Problem details ▸ The answer must be an exact copy of the entries below, with no images in it.
+++ Task input
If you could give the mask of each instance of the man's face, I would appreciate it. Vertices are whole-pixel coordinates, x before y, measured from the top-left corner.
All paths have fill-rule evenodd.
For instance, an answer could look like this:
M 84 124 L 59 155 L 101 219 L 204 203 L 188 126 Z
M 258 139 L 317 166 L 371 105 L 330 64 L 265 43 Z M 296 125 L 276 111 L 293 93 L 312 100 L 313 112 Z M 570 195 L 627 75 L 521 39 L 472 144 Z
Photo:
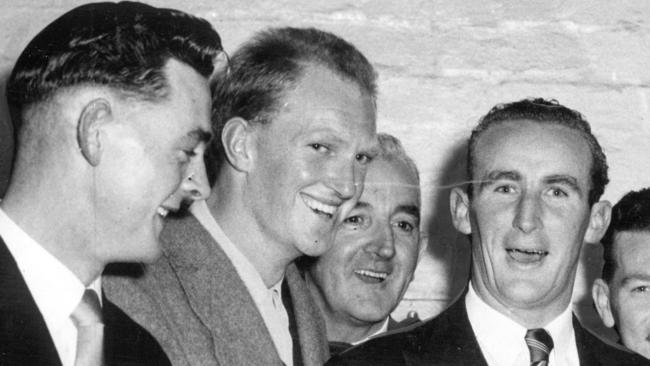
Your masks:
M 160 253 L 165 216 L 209 191 L 203 151 L 210 131 L 207 81 L 170 60 L 168 98 L 112 105 L 95 177 L 100 258 L 151 261 Z M 99 249 L 102 248 L 102 249 Z
M 413 278 L 420 249 L 420 189 L 398 161 L 370 164 L 361 199 L 334 245 L 310 267 L 328 318 L 351 324 L 385 320 Z
M 320 255 L 342 205 L 356 200 L 376 145 L 372 99 L 331 71 L 308 66 L 269 124 L 252 125 L 245 199 L 268 241 Z
M 650 359 L 650 232 L 624 231 L 614 241 L 617 267 L 605 310 L 614 322 L 605 323 L 616 324 L 623 344 Z
M 460 211 L 452 207 L 454 224 L 471 233 L 474 288 L 505 314 L 559 314 L 571 298 L 582 244 L 600 240 L 597 214 L 609 208 L 590 210 L 586 141 L 560 125 L 504 122 L 485 131 L 474 154 L 472 199 L 452 195 L 452 206 L 463 202 Z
++++++
Response ▸
If you could give the mask of each instance of the man's face, I would appreciate it. Vertices are whole-pixel coordinates, x before y, measured from the top-left corner.
All paths have fill-rule evenodd.
For instance, an answer could look like this:
M 84 124 L 59 155 L 101 219 L 204 203 L 188 126 Z
M 258 139 L 317 166 L 371 105 L 330 64 L 265 43 Z M 296 125 L 276 111 L 293 93 L 312 100 L 313 112 Z M 570 195 L 627 75 L 521 39 L 472 144 Z
Photo:
Your masks:
M 160 253 L 165 216 L 209 191 L 203 151 L 210 131 L 207 81 L 170 60 L 168 98 L 112 105 L 95 177 L 100 258 L 151 261 Z M 99 249 L 102 248 L 102 249 Z
M 413 278 L 420 249 L 420 189 L 398 161 L 370 164 L 361 199 L 334 245 L 310 267 L 328 318 L 351 324 L 385 320 Z
M 320 255 L 342 205 L 356 200 L 376 145 L 372 99 L 331 71 L 308 66 L 269 124 L 252 125 L 245 199 L 268 241 Z
M 650 359 L 650 232 L 624 231 L 614 241 L 617 267 L 605 310 L 614 322 L 605 323 L 616 324 L 623 344 Z
M 460 211 L 452 207 L 454 224 L 471 233 L 474 288 L 505 314 L 559 314 L 571 298 L 582 244 L 600 240 L 597 214 L 609 208 L 590 210 L 586 141 L 560 125 L 504 122 L 485 131 L 474 154 L 472 199 L 452 195 L 452 206 L 463 202 Z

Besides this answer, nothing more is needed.